Há uma conversa crescendo em todo o mundo. O assunto diz respeito aos chamados bens públicos digitais. Só para recapitular, a vida humana seria miserável sem bens públicos (chamados em inglês de “commons”, exatamente por seu uso comum). Uma cidade sem ruas e passeios públicos seria inconcebível. Se as praias no Brasil fossem privadas, seríamos um país diferente (e pior).
Manter a saúde dos bens de uso público, impedindo sua captura ou destruição, é fundamental. Foi exatamente o que mostrou a ganhadora do prêmio Nobel de economia, Elinor Ostrom, cujo trabalho foi dedicado aos “commons”. O mesmo raciocínio vale para o digital. É preciso preservar o equilíbrio entre o privado e os bens digitais públicos.
Nos últimos anos, o digital vem sofrendo um processo acelerado de diminuição ou degradação dos seus bens comuns. Vale lembrar que a internet foi construída a partir de bens públicos como a World Wide Web (www), criada por Tim Berners-Lee e concedida por ele para uso livre de toda a humanidade. Ou ainda, o protocolo TCP/IP, que permite que a internet funcione, também de uso livre comum.
No entanto, nos últimos 15 anos os bens digitais públicos vêm perdendo espaço. Por exemplo, as big techs avançaram sobre espaços e serviços que antes eram comuns. Mais recentemente, as empresas de inteligência artificial estão se fechando, apesar de curiosamente usarem como matéria-prima para treinar seus modelos os dados que estão abertos na internet.

Listagem:
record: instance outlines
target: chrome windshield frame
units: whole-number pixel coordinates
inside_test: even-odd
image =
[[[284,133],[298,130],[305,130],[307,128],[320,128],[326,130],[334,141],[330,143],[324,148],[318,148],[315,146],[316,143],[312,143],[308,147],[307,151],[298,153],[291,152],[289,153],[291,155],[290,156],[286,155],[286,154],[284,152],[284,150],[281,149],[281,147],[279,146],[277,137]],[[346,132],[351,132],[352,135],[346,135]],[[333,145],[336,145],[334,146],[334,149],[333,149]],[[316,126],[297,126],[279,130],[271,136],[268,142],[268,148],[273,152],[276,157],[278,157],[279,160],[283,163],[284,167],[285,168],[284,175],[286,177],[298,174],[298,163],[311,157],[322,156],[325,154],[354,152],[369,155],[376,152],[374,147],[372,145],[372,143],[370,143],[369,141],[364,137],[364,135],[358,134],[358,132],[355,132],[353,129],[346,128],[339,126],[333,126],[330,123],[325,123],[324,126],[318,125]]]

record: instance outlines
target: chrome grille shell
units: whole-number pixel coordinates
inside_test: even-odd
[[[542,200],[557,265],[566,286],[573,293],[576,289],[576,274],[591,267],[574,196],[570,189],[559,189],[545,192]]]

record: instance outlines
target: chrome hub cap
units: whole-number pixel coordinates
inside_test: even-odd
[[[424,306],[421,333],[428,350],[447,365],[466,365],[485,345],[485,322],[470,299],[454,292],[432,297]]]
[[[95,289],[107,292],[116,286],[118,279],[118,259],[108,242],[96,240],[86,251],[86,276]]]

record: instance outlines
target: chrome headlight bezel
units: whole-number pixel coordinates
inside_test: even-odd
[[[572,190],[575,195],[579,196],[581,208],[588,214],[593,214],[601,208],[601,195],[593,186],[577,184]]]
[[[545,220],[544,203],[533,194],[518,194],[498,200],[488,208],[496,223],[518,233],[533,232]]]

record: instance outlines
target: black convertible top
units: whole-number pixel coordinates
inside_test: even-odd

Requisitos:
a: Que bens de uso comum, físicos ou digitais, o trecho cita como exemplo? Liste todos.
b: Segundo o trecho, quem criou a World Wide Web?
c: Transcreva do trecho a passagem que vai de “Nos últimos anos, o” até “uso livre comum.”.
Responda com base apenas no trecho fornecido.

Respostas das tarefas:
a: Ruas, passeios públicos, praias, World Wide Web (www) e protocolo TCP/IP.

b: Tim Berners-Lee.

c:
Nos últimos anos, o digital vem sofrendo um processo acelerado de diminuição ou degradação dos seus bens comuns. Vale lembrar que a internet foi construída a partir de bens públicos como a World Wide Web (www), criada por Tim Berners-Lee e concedida por ele para uso livre de toda a humanidade. Ou ainda, o protocolo TCP/IP, que permite que a internet funcione, também de uso livre comum.